__TASK BRIEF__
The data must be returned in full, with no character altered.

(Saved entries)
▬▬▬
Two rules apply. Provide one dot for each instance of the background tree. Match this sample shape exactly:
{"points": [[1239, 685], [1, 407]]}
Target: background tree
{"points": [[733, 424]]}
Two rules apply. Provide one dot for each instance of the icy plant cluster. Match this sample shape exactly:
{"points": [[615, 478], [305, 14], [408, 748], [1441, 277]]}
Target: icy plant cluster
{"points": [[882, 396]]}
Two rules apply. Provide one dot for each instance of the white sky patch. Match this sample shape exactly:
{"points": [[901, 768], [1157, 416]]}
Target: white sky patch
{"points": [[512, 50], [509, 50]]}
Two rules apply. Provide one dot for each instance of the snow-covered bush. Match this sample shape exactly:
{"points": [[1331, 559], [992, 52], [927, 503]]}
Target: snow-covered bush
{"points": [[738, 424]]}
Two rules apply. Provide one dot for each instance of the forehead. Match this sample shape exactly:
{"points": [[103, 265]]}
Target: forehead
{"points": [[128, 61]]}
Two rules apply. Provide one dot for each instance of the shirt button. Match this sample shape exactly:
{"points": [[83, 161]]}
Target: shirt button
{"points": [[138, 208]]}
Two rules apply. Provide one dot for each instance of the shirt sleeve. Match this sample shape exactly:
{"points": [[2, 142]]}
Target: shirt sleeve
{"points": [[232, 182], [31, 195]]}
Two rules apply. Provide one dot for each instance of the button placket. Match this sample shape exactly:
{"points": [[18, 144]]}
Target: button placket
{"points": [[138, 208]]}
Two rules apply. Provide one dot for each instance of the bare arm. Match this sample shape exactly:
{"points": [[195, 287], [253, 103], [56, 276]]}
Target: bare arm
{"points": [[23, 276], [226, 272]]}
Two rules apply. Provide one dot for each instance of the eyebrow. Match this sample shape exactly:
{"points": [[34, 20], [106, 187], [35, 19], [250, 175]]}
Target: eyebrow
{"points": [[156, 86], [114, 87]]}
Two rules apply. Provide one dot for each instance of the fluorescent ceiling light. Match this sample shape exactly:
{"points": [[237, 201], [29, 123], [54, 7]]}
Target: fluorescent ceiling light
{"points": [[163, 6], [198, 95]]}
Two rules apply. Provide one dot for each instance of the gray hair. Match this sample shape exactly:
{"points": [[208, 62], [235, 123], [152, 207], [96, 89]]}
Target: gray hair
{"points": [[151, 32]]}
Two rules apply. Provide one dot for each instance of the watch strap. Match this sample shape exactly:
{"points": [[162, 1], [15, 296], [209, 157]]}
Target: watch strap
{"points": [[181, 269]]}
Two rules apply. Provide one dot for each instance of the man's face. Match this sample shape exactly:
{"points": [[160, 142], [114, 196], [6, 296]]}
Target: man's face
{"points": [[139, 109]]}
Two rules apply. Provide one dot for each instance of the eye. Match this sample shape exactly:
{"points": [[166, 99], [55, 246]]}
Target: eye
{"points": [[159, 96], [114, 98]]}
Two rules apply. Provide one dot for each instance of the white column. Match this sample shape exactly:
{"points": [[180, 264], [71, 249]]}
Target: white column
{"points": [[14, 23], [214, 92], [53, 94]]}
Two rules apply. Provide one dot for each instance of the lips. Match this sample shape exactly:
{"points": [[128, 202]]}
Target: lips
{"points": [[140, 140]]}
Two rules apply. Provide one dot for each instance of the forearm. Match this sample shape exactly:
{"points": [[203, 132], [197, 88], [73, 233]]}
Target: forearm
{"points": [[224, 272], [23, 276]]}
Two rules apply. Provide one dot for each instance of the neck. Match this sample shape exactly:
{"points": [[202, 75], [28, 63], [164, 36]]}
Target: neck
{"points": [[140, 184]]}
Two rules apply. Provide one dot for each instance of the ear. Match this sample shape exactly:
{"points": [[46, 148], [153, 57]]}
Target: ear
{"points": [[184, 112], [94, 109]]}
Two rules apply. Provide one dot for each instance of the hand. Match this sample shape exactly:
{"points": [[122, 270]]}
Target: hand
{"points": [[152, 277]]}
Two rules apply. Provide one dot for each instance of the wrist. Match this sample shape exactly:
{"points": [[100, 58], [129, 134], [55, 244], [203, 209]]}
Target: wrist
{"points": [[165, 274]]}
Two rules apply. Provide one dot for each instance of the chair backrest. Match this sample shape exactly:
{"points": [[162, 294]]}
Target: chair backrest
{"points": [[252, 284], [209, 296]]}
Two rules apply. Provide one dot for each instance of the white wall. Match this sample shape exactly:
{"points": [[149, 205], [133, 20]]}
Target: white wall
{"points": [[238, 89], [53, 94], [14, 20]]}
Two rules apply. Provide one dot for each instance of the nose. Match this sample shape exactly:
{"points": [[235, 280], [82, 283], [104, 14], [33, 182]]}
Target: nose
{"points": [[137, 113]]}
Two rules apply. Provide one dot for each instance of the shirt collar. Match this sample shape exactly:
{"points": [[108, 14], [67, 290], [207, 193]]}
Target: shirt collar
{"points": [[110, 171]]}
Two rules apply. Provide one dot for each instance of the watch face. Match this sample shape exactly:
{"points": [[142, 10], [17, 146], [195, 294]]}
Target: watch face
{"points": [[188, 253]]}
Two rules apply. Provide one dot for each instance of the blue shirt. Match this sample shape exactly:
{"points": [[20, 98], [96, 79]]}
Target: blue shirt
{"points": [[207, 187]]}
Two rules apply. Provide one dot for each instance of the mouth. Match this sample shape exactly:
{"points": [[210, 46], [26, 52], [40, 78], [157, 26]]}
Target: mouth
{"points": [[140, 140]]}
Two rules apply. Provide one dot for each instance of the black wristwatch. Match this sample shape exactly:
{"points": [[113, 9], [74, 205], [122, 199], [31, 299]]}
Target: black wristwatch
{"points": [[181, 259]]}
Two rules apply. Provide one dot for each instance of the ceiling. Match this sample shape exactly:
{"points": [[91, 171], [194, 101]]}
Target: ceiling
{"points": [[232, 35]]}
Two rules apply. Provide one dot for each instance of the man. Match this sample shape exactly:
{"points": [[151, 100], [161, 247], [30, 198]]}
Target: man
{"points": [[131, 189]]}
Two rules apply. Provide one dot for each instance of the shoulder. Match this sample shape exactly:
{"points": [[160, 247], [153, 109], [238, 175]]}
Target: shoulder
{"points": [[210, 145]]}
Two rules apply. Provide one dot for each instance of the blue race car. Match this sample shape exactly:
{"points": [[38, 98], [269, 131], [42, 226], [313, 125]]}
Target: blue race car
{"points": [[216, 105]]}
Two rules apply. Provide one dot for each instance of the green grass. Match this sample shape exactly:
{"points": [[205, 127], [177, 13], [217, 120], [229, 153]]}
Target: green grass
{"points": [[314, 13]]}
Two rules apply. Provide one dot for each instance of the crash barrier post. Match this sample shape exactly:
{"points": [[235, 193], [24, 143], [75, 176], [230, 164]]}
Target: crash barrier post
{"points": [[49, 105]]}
▬▬▬
__OUTPUT FOR THIS TASK__
Two rules apply. Provide one dot for each instance of the background tree. Match this sample shape exactly:
{"points": [[1239, 685], [1, 407]]}
Target: background tree
{"points": [[733, 424]]}
Two rules apply. Provide one dot for each instance of the icy plant cluster. Match this sample shape exactly:
{"points": [[615, 478], [305, 14], [408, 748], [1441, 277]]}
Target: icy plant cluster
{"points": [[882, 396]]}
Two rules apply. Provide one dot for each instance of the white sky patch. Match this sample shape exactly:
{"points": [[901, 768], [1157, 416]]}
Target: white sky patch
{"points": [[512, 50], [509, 50]]}
Two rules apply. Provide one dot for each instance of the snow-covered bush. Match this sample shape exactly:
{"points": [[1331, 559], [992, 52], [927, 503]]}
Target: snow-covered bush
{"points": [[738, 424]]}
Two rules apply. Provide one dot for each instance of the forehead. Match this sample shape exactly:
{"points": [[103, 265]]}
Target: forehead
{"points": [[128, 61]]}
Two rules apply. Provide one dot for each instance of the shirt button. Match this sample shape exactly:
{"points": [[83, 161]]}
Target: shirt button
{"points": [[138, 208]]}
Two rules apply. Provide one dot for each instance of the shirt sleeve. Match this sample shape exactly:
{"points": [[2, 142]]}
Target: shirt sleeve
{"points": [[232, 182], [31, 195]]}
Two rules apply. Provide one dot for each instance of the button placket. Match this sample shape exactly:
{"points": [[18, 144]]}
Target: button placket
{"points": [[138, 208]]}
Two rules apply. Provide one dot for each instance of the bare arm. Match this sample shape exactly:
{"points": [[195, 287], [253, 103], [56, 276]]}
Target: bare arm
{"points": [[23, 276], [226, 272]]}
Two rules apply. Provide one dot for each instance of the eyebrow. Match this sample shape exactly:
{"points": [[34, 20], [106, 187], [35, 19], [250, 175]]}
Target: eyebrow
{"points": [[156, 86], [114, 87]]}
Two rules apply. Provide one dot for each instance of the fluorescent ceiling light. Match this sample shape exactly:
{"points": [[237, 201], [29, 123], [54, 7]]}
Target: fluorescent ceiling light
{"points": [[163, 6], [198, 95]]}
Two rules apply. Provide one dot for each instance of the gray hair. Match this sample shape exactly:
{"points": [[208, 62], [235, 123], [152, 207], [96, 89]]}
Target: gray hair
{"points": [[151, 32]]}
Two rules apply. Provide one dot for each instance of the watch strap. Match this sample shape exactly:
{"points": [[162, 1], [15, 296], [209, 157]]}
Target: watch strap
{"points": [[181, 269]]}
Two rules apply. Provide one dot for each instance of the man's face. Match this sample shape exactly:
{"points": [[160, 142], [114, 196], [6, 296]]}
Target: man's face
{"points": [[139, 109]]}
Two rules apply. Provide one dot for each instance of the eye. Match this sample shape exactly:
{"points": [[166, 99], [55, 246]]}
Target: eye
{"points": [[159, 96], [114, 98]]}
Two rules apply. Provide one dot for each instance of the white column. Match this sample shape exactly:
{"points": [[180, 264], [71, 249]]}
Target: white column
{"points": [[14, 23], [214, 92], [53, 94]]}
Two rules apply. Provide one dot for each instance of the lips. Match this sample shape exactly:
{"points": [[128, 202]]}
Target: lips
{"points": [[140, 140]]}
Two rules apply. Provide one dot for each instance of the forearm. Match this sample shape exactly:
{"points": [[203, 132], [197, 88], [73, 233]]}
Target: forearm
{"points": [[224, 272], [23, 276]]}
Two rules apply. Provide one dot for each instance of the neck. Match this sample shape exactly:
{"points": [[202, 75], [28, 63], [164, 36]]}
Target: neck
{"points": [[140, 184]]}
Two rules apply. Provide one dot for each instance of the ear. Match this sample shape exactly:
{"points": [[46, 148], [153, 57]]}
Target: ear
{"points": [[184, 112], [94, 109]]}
Two rules apply. Provide one dot for each instance of the hand. Match this sample shape exactly:
{"points": [[122, 270]]}
Target: hand
{"points": [[152, 277]]}
Two rules apply. Provide one dot for each instance of the wrist. Match this sample shape exactly:
{"points": [[100, 58], [129, 134], [55, 244], [203, 209]]}
Target: wrist
{"points": [[165, 274]]}
Two rules apply. Provide one dot for each instance of the chair backrest. Match this sample shape exactly:
{"points": [[162, 294]]}
Target: chair backrest
{"points": [[252, 284], [209, 296]]}
Two rules apply. Provide one dot for each instance of the white wall. Match this sample shape exactly:
{"points": [[149, 205], [133, 20]]}
Target: white wall
{"points": [[238, 89], [53, 94], [14, 20]]}
Two rules apply. Provide one dot for each instance of the nose. Match this sample shape exactly:
{"points": [[235, 280], [82, 283], [104, 14], [33, 182]]}
Target: nose
{"points": [[137, 113]]}
Two rules apply. Provide one dot for each instance of the shirt collar. Match this sample shape exactly:
{"points": [[108, 14], [67, 290], [207, 193]]}
Target: shirt collar
{"points": [[110, 171]]}
Two rules apply. Provide one dot for each instance of the watch face. Match this sample shape exactly:
{"points": [[142, 10], [17, 146], [195, 294]]}
Target: watch face
{"points": [[188, 253]]}
Two rules apply. Provide one dot for each instance of the blue shirt. Match this sample shape exactly:
{"points": [[20, 98], [96, 79]]}
Target: blue shirt
{"points": [[207, 187]]}
Two rules apply. Provide one dot for each instance of the mouth. Match this sample shape exactly:
{"points": [[210, 46], [26, 52], [40, 78], [157, 26]]}
Target: mouth
{"points": [[140, 140]]}
Two rules apply. Provide one dot for each instance of the black wristwatch. Match this sample shape exactly:
{"points": [[113, 9], [74, 205], [122, 199], [31, 299]]}
Target: black wristwatch
{"points": [[181, 259]]}
Two rules apply. Provide one dot for each instance of the ceiling. Match this sample shape exactly:
{"points": [[91, 171], [194, 101]]}
Target: ceiling
{"points": [[232, 35]]}
Two rules apply. Provide one dot for each instance of the man. Match this sample shape exactly:
{"points": [[151, 100], [161, 247], [30, 198]]}
Target: man
{"points": [[131, 189]]}
Two rules apply. Provide one dot for each instance of the shoulder. Match this sample shape exactly:
{"points": [[160, 247], [153, 109], [238, 175]]}
Target: shoulder
{"points": [[210, 145]]}
Two rules apply. Provide one dot for each instance of the blue race car. Match this sample shape exactly:
{"points": [[38, 98], [269, 131], [42, 226], [313, 125]]}
Target: blue race car
{"points": [[216, 105]]}
Two rules apply. Provide one dot for each instance of the green grass. Match this sample shape exactly:
{"points": [[205, 127], [177, 13], [217, 120], [229, 153]]}
Target: green grass
{"points": [[314, 13]]}
Two rules apply. Provide one dot for each instance of the crash barrier post. Match this sample shape exactly:
{"points": [[235, 193], [24, 143], [75, 176], [230, 164]]}
Target: crash barrier post
{"points": [[49, 105]]}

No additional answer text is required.